**What is being asked**.
Establish how many lines of the material below contain the string "navy". Return that number by itself.

**Exercise material**.
+--

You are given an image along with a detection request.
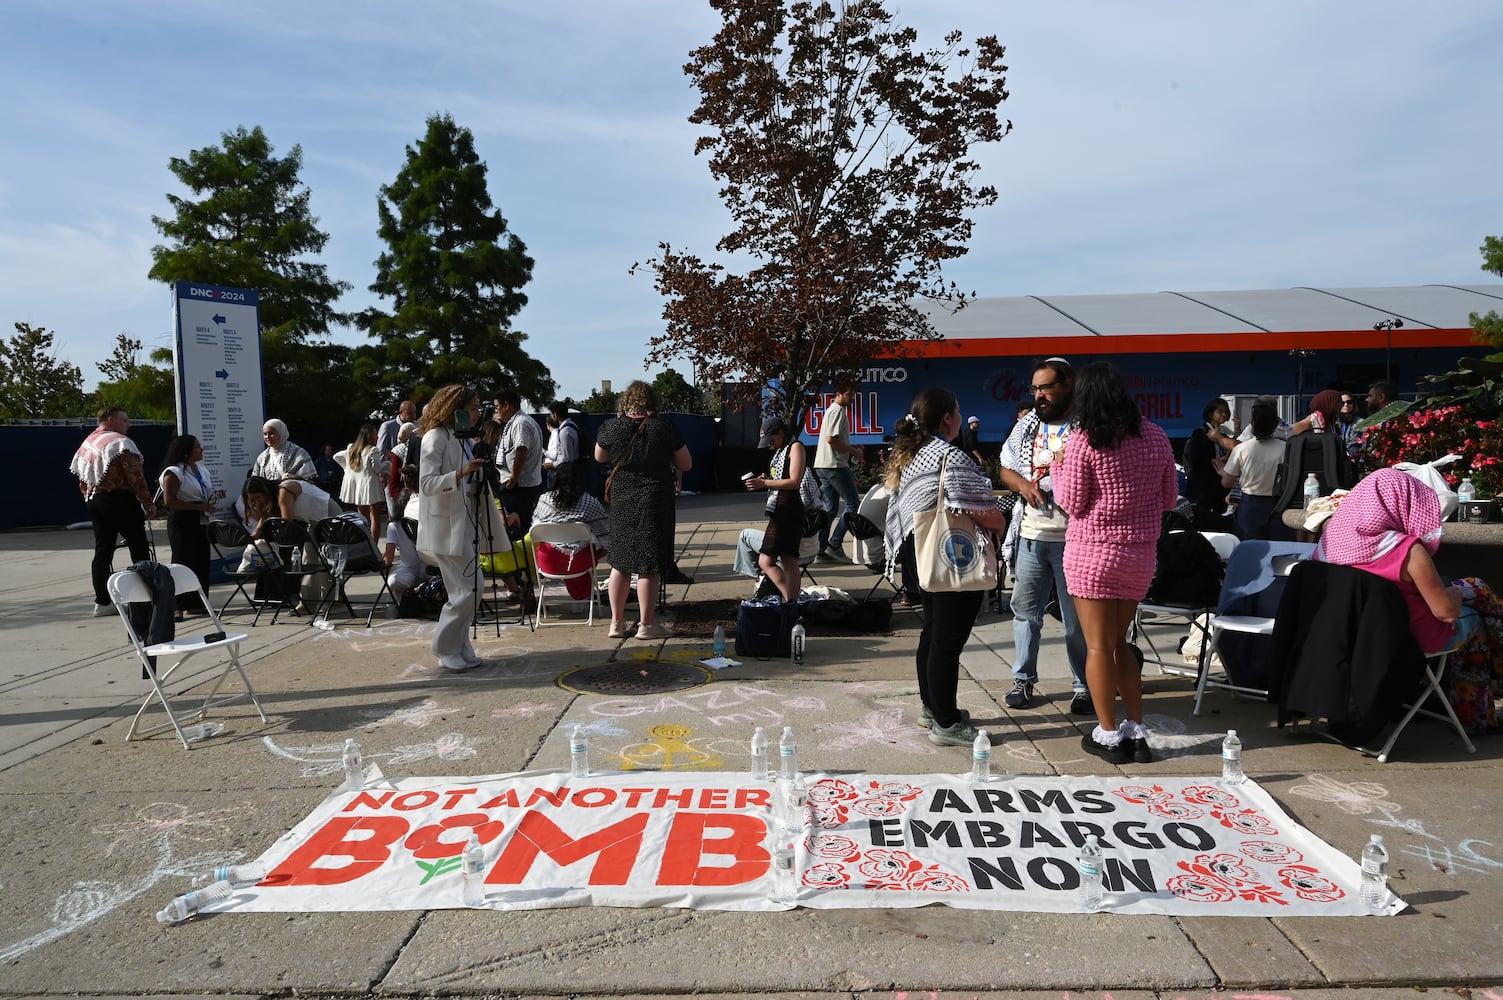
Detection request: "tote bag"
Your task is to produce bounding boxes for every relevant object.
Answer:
[913,452,999,593]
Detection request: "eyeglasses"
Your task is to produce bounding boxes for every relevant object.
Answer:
[1030,380,1063,395]
[1340,399,1356,406]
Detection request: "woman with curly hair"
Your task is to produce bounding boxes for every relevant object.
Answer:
[1053,362,1179,764]
[882,386,1006,747]
[416,384,491,672]
[158,433,222,617]
[594,380,691,640]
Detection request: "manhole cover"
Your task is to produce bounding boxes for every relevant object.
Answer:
[558,660,712,695]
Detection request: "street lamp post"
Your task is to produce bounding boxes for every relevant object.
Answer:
[1289,348,1315,412]
[1373,317,1403,382]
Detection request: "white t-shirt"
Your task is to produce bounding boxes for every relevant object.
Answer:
[1224,438,1284,496]
[814,400,851,470]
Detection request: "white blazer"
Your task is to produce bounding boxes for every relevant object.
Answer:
[416,427,509,559]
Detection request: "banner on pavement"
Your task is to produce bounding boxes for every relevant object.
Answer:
[219,771,1398,916]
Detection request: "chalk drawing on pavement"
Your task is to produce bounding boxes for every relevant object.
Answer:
[361,699,454,729]
[611,722,722,771]
[815,708,938,755]
[0,802,248,962]
[262,732,486,777]
[1287,773,1438,840]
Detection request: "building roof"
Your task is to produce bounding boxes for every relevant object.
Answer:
[915,283,1503,337]
[909,283,1502,356]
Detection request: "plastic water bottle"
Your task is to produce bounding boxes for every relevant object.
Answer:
[780,774,808,832]
[712,622,727,658]
[1457,477,1475,521]
[970,730,991,783]
[569,725,589,778]
[180,722,224,743]
[341,738,364,793]
[291,547,303,572]
[778,726,797,780]
[790,621,806,664]
[771,841,796,903]
[1303,473,1320,511]
[156,879,234,924]
[195,863,266,887]
[1360,834,1389,911]
[1077,835,1104,910]
[461,832,486,907]
[750,726,769,780]
[1222,729,1244,784]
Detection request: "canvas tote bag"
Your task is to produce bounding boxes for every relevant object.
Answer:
[913,451,999,592]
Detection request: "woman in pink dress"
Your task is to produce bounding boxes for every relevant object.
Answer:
[1054,362,1179,764]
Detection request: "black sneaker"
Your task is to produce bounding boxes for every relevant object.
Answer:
[1080,732,1131,765]
[1004,679,1034,709]
[1069,691,1095,716]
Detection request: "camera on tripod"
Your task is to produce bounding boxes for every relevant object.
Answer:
[453,400,495,440]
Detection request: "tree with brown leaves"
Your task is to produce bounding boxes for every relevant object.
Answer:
[636,0,1010,425]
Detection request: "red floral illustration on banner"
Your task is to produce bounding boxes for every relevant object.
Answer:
[906,869,971,893]
[803,863,851,889]
[1170,853,1288,906]
[848,780,924,819]
[1182,785,1241,809]
[806,831,861,862]
[809,779,859,805]
[1278,864,1345,902]
[853,796,910,818]
[1217,808,1278,836]
[808,778,859,827]
[1240,840,1303,866]
[1165,873,1236,903]
[867,780,924,802]
[1114,783,1172,805]
[1145,799,1205,820]
[854,848,971,891]
[858,848,928,886]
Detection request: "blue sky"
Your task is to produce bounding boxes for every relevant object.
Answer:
[2,1,1500,402]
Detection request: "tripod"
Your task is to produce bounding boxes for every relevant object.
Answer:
[466,456,535,636]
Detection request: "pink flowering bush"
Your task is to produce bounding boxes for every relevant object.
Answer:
[1359,403,1503,496]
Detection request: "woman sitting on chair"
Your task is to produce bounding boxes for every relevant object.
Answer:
[1314,468,1502,733]
[531,464,610,600]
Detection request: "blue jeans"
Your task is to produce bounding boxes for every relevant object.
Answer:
[814,466,861,552]
[1010,536,1087,691]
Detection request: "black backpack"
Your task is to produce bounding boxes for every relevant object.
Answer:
[1272,432,1355,512]
[1145,510,1225,607]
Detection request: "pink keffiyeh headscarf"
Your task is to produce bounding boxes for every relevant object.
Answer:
[1315,468,1442,567]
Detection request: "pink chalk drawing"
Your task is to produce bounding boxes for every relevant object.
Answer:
[815,708,939,755]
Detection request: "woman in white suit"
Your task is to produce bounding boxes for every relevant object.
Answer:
[417,385,490,672]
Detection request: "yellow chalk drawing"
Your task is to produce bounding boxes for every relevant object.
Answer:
[614,721,723,771]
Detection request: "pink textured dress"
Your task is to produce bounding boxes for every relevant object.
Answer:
[1054,422,1179,601]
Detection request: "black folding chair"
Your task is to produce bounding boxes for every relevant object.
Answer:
[312,514,395,626]
[258,517,318,624]
[207,519,277,625]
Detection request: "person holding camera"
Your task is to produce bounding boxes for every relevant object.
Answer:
[416,385,490,672]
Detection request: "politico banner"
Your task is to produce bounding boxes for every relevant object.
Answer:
[219,771,1399,916]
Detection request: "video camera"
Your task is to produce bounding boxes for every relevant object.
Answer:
[453,400,496,440]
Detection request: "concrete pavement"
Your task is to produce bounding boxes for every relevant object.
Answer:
[1,492,1499,999]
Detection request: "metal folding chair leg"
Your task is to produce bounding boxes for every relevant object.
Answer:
[1373,650,1478,763]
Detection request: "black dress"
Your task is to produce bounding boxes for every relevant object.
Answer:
[597,415,684,575]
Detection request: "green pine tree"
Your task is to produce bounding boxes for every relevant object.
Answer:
[148,125,364,439]
[357,114,554,403]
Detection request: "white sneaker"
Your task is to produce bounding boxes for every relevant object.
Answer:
[92,603,112,618]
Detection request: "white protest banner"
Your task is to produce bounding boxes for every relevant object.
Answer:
[217,771,1398,916]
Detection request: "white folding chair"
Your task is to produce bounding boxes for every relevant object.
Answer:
[1194,549,1309,715]
[1372,641,1478,763]
[528,522,600,626]
[107,563,267,748]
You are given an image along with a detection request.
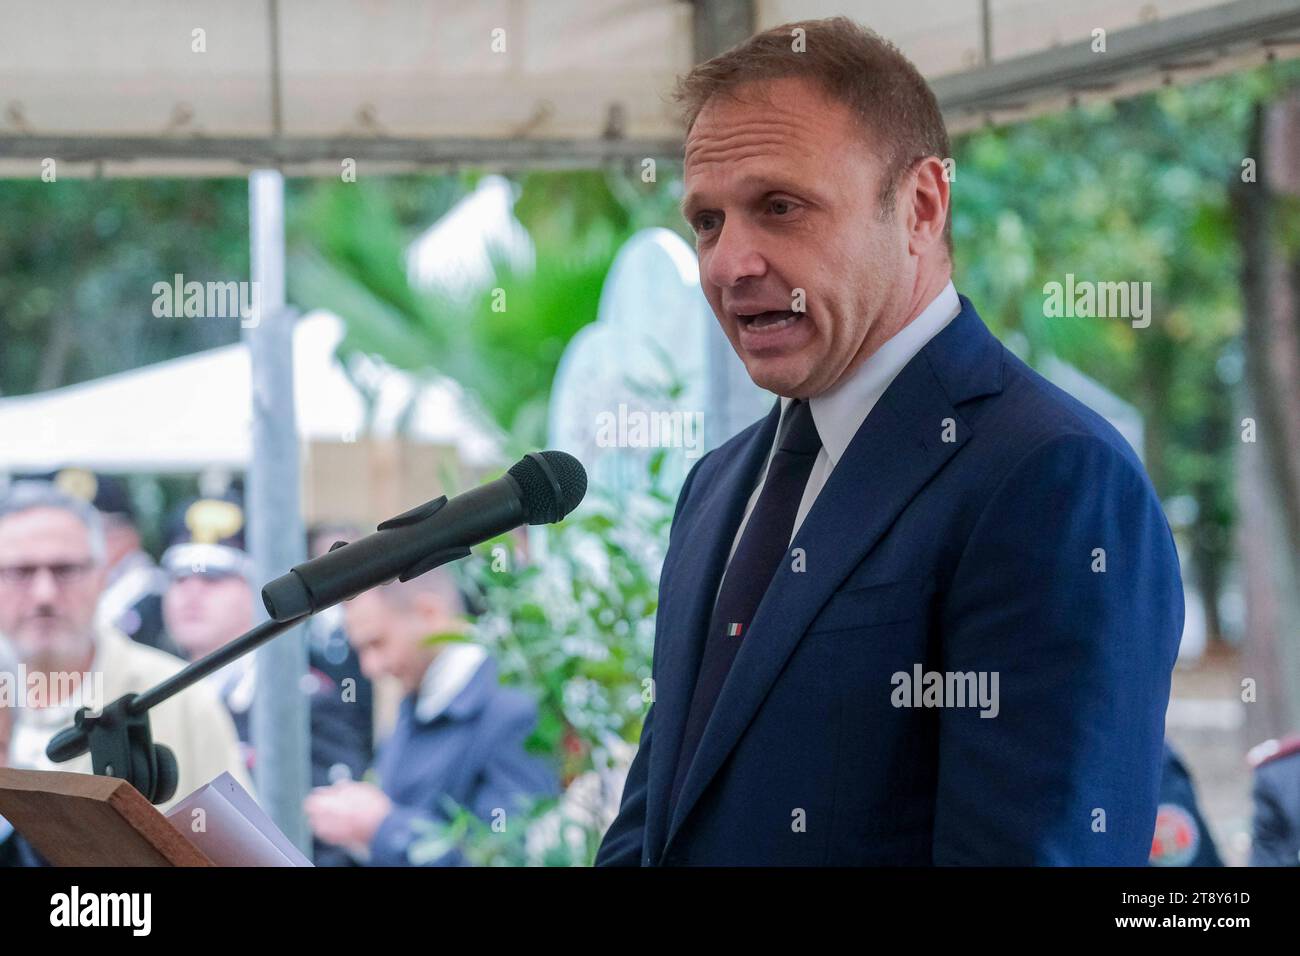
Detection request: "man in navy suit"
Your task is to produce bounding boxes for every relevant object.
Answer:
[597,17,1184,866]
[305,568,557,865]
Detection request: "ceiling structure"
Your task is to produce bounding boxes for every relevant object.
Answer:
[0,0,1297,177]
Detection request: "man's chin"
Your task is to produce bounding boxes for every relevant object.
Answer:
[740,357,817,398]
[17,626,71,650]
[15,631,84,670]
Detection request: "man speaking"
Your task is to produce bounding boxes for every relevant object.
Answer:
[596,17,1183,866]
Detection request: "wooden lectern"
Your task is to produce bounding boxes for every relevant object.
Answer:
[0,767,213,866]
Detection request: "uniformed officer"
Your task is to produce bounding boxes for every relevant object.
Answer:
[1149,741,1223,866]
[160,493,374,866]
[1248,733,1300,866]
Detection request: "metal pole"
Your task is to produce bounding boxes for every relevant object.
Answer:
[246,168,311,852]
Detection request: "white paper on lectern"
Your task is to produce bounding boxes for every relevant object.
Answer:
[165,771,313,866]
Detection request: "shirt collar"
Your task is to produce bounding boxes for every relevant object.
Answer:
[212,654,256,713]
[413,642,488,724]
[780,280,961,466]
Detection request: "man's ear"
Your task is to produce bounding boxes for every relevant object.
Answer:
[907,156,950,256]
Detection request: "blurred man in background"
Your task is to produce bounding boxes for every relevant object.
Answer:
[20,469,176,656]
[1149,742,1223,867]
[305,569,556,865]
[1249,733,1300,866]
[304,521,374,751]
[161,494,372,865]
[0,481,248,813]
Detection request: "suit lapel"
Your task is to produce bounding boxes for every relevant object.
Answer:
[660,298,1005,854]
[643,399,781,859]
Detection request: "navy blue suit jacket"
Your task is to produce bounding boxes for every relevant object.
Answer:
[597,296,1184,866]
[368,656,558,866]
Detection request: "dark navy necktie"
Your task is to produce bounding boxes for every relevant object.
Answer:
[668,398,823,817]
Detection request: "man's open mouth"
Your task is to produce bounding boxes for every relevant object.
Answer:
[737,310,804,331]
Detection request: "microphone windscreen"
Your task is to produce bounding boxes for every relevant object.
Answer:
[508,451,587,524]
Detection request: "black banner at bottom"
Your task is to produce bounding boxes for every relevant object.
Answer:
[0,865,1284,941]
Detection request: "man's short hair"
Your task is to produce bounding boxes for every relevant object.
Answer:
[0,480,106,565]
[674,16,953,253]
[371,566,467,616]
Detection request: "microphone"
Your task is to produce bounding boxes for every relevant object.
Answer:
[261,450,587,622]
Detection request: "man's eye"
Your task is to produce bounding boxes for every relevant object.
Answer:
[769,198,795,215]
[693,213,720,233]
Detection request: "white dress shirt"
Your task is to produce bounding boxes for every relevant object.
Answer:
[723,281,962,574]
[413,641,488,724]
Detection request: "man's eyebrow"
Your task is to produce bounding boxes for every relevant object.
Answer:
[679,176,809,220]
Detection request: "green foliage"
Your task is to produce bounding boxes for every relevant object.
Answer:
[412,453,677,866]
[0,178,250,396]
[952,60,1300,620]
[287,170,666,451]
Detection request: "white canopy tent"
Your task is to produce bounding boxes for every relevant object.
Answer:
[1,0,1296,176]
[405,174,535,298]
[0,310,503,474]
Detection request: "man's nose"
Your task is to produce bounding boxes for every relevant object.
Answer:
[703,219,767,291]
[29,567,60,602]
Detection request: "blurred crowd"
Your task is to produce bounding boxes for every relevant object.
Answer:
[0,469,557,866]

+--

**Task output**.
3